* **Excerpt to read**:
- Born: Marie Humber Clements January 10, 1962 (age 64) Vancouver, British Columbia, Canada
- Education: Mount Royal College
- Occupations: Actor, writer, director

= Marie Clements =

Canadian writer

Marie Clements (born January 10, 1962) is a Canadian Métis playwright, performer, director, producer and screenwriter. She was the founding artistic director of Urban Ink Productions, and is currently co-artistic director of Red Diva Projects, and director of her new film company Working Pajama Lab Entertainment. Clements lives on Galiano Island, British Columbia. As a writer she has worked in a variety of media including theatre, performance, film, multi-media, radio and television.

==Early life==
Clements was born in Vancouver, British Columbia. Early in her life she studied dance, speech, singing, piano and music, but she dreamed of being a foreign correspondent. She studied journalism at Mount Royal College in Calgary, Alberta.

== Career ==
During the 1980s, Clements worked as a radio news reporter and is still a freelance contributor to CBC radio. She has also worked in the writing department of the television series Da Vinci's Inquest which had a plot line similar to The Unnatural and Accidental Women which is based on the murders of several Indigenous women in Vancouver's Skid Row district.

She has been a playwright in residence at the National Theatre School of Canada, the Banff Centre for the Arts, the Firehall Arts Centre and the National Arts Centre. She has been writer-in-residence at several Canadian universities, including Simon Fraser University and University of British Columbia

Theatre Research in Canada dedicated a special issue of the journal to the celebration of Clements's contribution to Canadian theatre.

In 2010, Clements founded Working Pajama Lab, which specializes in the development, creation and strategic weaving of story across film, TV, digital media and live performance. She also founded Red Diva Project the same year when she was commissioned to create the Aboriginal Pavilion's closing performance at the 2010 Winter Olympics in Vancouver.

Clements's plays often consider several overlapping themes, such as the themes of racism, sexism and violence explored in The Unnatural and Accidental Women. Her theatrical style is a blending of Aboriginal storytelling, ritual and western theatrical conventions. As a playwright, director and dramaturge, she "explores important issues of women, aboriginals, and the realities of the urban core in innovative, highly theatrical stagings".

* **Actions to take**:
(1) According to the biography of Marie Clements, in what year did she found Working Pajama Lab?
(2) Continue the biography of Marie Clements from its final sentence.

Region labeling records

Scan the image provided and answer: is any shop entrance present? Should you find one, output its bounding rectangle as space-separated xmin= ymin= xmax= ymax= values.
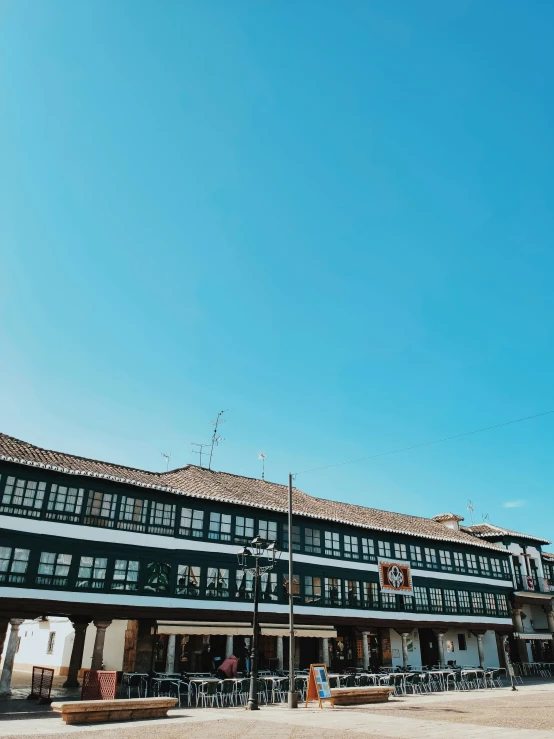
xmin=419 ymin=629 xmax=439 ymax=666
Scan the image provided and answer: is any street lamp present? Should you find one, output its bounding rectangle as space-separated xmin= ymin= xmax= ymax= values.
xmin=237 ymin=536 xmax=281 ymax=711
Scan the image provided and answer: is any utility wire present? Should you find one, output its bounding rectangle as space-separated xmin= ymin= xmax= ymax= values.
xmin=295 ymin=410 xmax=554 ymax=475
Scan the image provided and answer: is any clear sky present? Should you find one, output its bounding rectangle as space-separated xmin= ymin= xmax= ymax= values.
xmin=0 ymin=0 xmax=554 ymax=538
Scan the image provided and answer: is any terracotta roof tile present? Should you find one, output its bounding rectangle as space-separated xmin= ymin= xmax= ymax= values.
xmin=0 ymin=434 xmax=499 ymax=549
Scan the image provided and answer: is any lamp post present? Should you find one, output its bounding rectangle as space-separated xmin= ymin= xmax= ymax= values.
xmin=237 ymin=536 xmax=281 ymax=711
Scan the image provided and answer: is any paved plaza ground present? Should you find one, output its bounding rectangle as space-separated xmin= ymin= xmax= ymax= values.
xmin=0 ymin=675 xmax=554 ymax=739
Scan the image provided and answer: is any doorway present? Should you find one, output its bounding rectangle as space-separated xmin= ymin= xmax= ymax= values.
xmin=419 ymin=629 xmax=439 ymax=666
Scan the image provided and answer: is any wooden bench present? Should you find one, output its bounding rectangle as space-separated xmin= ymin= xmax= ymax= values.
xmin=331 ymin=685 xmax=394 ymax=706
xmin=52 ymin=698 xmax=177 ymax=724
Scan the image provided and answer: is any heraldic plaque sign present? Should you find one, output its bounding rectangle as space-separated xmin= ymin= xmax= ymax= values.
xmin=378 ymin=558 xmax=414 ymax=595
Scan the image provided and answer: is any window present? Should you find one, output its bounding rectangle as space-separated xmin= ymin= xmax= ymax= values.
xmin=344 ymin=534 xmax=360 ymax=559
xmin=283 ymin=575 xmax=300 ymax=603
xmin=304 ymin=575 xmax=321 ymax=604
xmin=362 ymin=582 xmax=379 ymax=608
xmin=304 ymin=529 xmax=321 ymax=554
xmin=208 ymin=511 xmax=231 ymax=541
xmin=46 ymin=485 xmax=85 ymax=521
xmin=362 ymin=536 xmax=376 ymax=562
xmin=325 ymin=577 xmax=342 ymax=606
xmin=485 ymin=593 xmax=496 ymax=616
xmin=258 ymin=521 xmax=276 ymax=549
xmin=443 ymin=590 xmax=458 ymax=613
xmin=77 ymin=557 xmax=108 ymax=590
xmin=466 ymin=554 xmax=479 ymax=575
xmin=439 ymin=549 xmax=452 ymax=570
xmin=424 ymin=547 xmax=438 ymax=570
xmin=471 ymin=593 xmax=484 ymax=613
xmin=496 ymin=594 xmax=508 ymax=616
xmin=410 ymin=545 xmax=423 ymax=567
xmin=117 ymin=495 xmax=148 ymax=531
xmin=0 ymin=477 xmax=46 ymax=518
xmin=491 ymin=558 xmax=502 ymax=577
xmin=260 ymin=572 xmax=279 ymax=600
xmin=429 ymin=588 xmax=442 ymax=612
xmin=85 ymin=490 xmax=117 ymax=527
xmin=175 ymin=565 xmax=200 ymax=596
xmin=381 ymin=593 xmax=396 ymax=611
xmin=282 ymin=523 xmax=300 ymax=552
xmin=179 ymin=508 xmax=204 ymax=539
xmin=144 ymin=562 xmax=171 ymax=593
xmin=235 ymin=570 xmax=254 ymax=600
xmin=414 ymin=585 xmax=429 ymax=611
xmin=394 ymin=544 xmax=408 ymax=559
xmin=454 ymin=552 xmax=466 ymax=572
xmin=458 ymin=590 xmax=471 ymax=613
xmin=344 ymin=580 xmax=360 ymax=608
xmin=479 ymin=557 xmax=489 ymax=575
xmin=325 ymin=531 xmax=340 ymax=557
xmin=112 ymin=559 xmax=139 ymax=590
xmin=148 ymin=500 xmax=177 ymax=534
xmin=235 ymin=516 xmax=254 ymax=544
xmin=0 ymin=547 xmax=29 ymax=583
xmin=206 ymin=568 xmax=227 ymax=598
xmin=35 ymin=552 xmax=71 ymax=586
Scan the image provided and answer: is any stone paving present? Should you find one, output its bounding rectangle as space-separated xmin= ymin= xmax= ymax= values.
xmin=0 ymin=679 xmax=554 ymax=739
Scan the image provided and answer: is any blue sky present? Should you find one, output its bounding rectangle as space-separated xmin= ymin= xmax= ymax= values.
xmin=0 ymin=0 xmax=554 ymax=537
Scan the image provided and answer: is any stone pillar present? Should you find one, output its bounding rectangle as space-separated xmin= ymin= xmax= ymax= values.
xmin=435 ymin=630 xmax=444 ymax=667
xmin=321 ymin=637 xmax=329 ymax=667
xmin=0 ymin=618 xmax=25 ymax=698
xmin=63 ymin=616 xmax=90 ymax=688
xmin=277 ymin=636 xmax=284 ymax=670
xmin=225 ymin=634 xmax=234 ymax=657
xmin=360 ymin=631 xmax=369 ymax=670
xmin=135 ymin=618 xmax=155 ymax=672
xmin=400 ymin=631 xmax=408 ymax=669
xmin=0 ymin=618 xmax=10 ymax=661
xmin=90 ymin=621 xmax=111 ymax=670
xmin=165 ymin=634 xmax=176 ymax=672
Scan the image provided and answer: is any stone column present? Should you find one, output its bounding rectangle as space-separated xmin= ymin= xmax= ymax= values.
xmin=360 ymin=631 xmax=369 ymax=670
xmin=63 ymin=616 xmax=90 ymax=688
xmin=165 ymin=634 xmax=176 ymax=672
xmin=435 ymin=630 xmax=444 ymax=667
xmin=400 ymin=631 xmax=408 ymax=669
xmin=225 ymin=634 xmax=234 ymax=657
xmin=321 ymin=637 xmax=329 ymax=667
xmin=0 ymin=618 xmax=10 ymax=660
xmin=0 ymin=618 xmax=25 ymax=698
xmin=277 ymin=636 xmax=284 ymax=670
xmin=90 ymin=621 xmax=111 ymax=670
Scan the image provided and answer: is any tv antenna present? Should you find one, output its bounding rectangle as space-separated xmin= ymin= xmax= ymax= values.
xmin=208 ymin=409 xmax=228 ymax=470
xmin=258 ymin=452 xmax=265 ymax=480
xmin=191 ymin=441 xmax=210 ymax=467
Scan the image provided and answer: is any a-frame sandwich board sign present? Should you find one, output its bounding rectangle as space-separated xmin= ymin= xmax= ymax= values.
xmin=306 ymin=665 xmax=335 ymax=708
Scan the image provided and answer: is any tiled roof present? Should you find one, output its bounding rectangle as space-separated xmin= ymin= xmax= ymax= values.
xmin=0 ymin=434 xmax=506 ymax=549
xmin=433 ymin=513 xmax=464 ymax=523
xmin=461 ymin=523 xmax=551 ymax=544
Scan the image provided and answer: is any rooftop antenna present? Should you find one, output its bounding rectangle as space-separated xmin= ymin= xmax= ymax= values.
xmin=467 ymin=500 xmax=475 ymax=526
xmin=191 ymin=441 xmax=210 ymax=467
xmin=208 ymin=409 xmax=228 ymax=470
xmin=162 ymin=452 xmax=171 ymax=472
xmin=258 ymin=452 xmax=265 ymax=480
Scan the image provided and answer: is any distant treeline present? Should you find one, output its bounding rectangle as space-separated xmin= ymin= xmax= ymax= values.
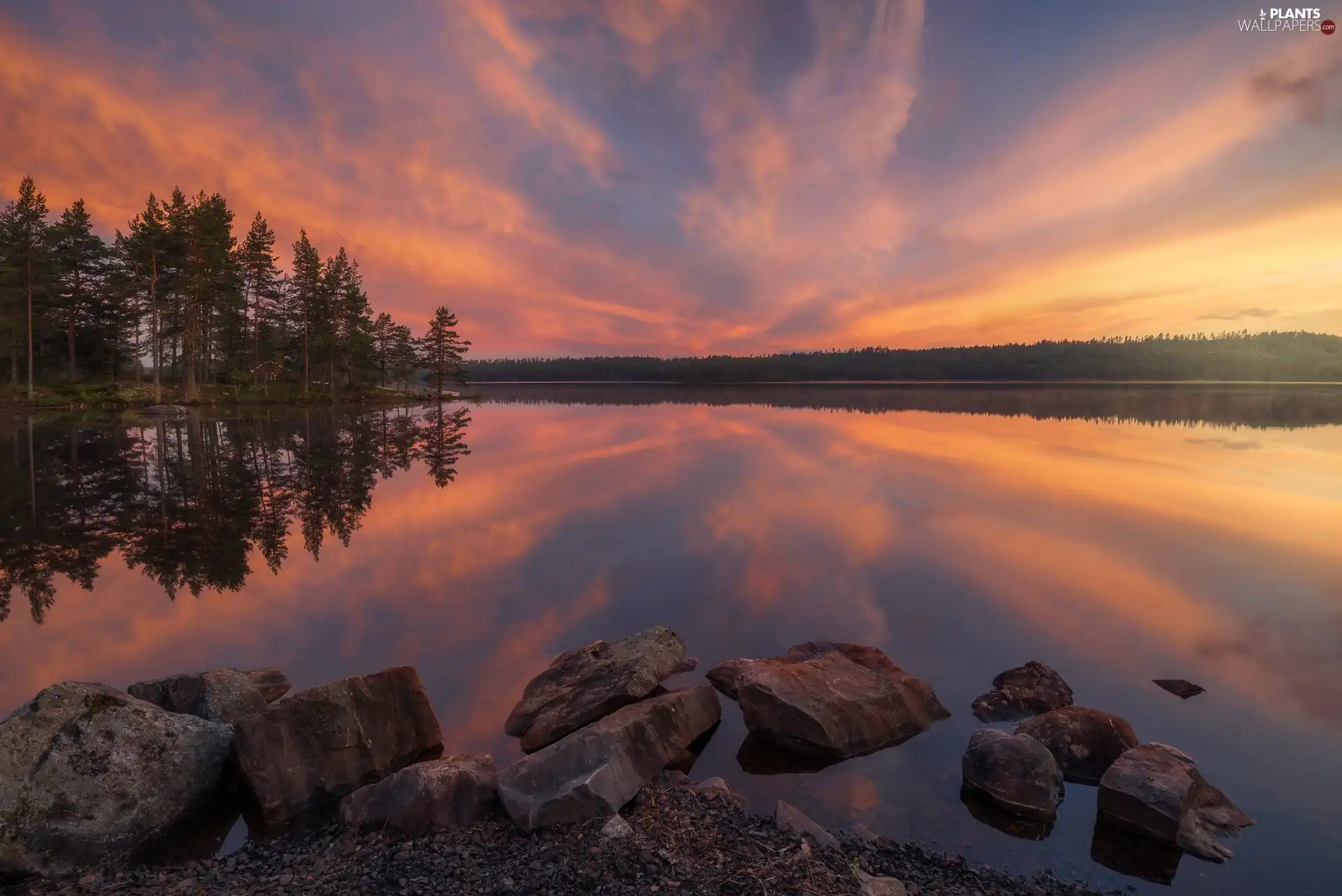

* **Results**:
(1) 2010

(2)
While touring the Canadian north, Clements wrote her first play, Age of Iron (1993). She says it was "sheer cold boredom and a serious desire to understand and integrate the elemental connections between Greek mythology and Native thought" that inspired her to write it.

Clements's plays often "reframe...authorized Western histories" to encourage spectators acknowledgement of alternative histories and critically engage with the process of historiography. Both Burning Vision (staged by Tom Bentley-Fisher for The Barcelona International Grec Festival) and The Unnatural and Accidental Women engage with elements of Canadian history that are pushed to the periphery and press issues of "counter-hegemonic remembrance practices".

Her importance as a Canadian playwright is reflected in the number of award nominations, the numerous translations of her works and the number of scholarly articles dedicated to her plays.

In 2024, she was the recipient of the Matt Cohen Award from the Writers' Trust of Canada for her body of work.

In 2025 she entered production on her latest film, under the working title Tombs. Under the release title How We Stand, it is slated to premiere in the Centrepiece program at the 2026 Toronto International Film Festival.

==Awards==
- 2004 Awarded the Canada - Japan Literary Award – Burning Vision
- 2004 Nomination for the George Ryga Literary Award - Burning Vision
- 2004 Nomination for the Governor General's Literary Award for Drama - Burning Vision (finalist)
- 2002 Nomination for Siminovitch Prize in Theatre – Outstanding contribution to Canadian Theatre
- 2001 Nomination Jessie Richardson Theatre Award – Outstanding Original Play- Burning Vision
- 1998 Jessie Richardson Theatre Award – The P.T.C. Award – Outstanding Original Play In Development – The Unnatural and Accidental Women
- 1998 Sundance Screenwriting Competition – Finalist – Now look what you made me do
- 1997 Praxis Screenwriting Competition – Shortlisted – Now look what you made me do
- 1996 Minneapolis Playwright's Center – Fellowship Award – Now look what you made me do
- 1994 Nomination Jessie Richardson Awards – Outstanding Ensemble Creation – Wet Dreams
- 1994 Nomination Jessie Richardson Awards – Outstanding Ensemble Performance – Wet Dreams
- 1994 Nomination Jessie Richardson Awards – Sydney Risk Award – Age of Iron
- 1993 Nomination Jessie Richardson Awards – Outstanding Original Play – Age of Iron

==Writings and appearances==
===Plays===
- Age of Iron (1993)
- Now Look What You Made Me Do (1997)
- The Girl Who Swam Forever (1997)
- The Unnatural and Accidental Women (2000)
- Burning Vision (2002)
- Copper Thunderbird (2007)
- The Edward Curtis Project : A Modern Picture Story (2010)
- Tombs of the Vanishing Indian (2012)
- Iron Peggy (2020)

===Film===
- Da Vinci's Inquest (2002), actor (Melanie Frum)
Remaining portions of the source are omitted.